Work required: Which lines run from the one containing "Every instance of the ornate" to the end of the listing below? Write them out exactly, both ends included, with nothing else.

Data:
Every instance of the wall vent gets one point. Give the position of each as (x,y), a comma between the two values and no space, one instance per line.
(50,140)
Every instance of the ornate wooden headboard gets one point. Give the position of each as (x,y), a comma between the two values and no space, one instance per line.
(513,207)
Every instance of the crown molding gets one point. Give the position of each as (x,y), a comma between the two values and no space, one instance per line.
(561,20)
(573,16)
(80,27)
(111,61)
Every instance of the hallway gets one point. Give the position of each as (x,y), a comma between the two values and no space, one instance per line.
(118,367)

Output of the task:
Every instance of the ornate wooden headboard gets one point. Give the position of each as (x,y), a comma between the two values and no space, one instance per line.
(513,207)
Every instance of the crown molding gets one point. Give the position of each as (x,y), a comma between the two values and no space, one instance per line.
(561,20)
(573,16)
(80,27)
(111,61)
Every instance of the hallway gets one point. Give the position of each as (x,y), a comma between the two values and no space, one instance per line.
(118,367)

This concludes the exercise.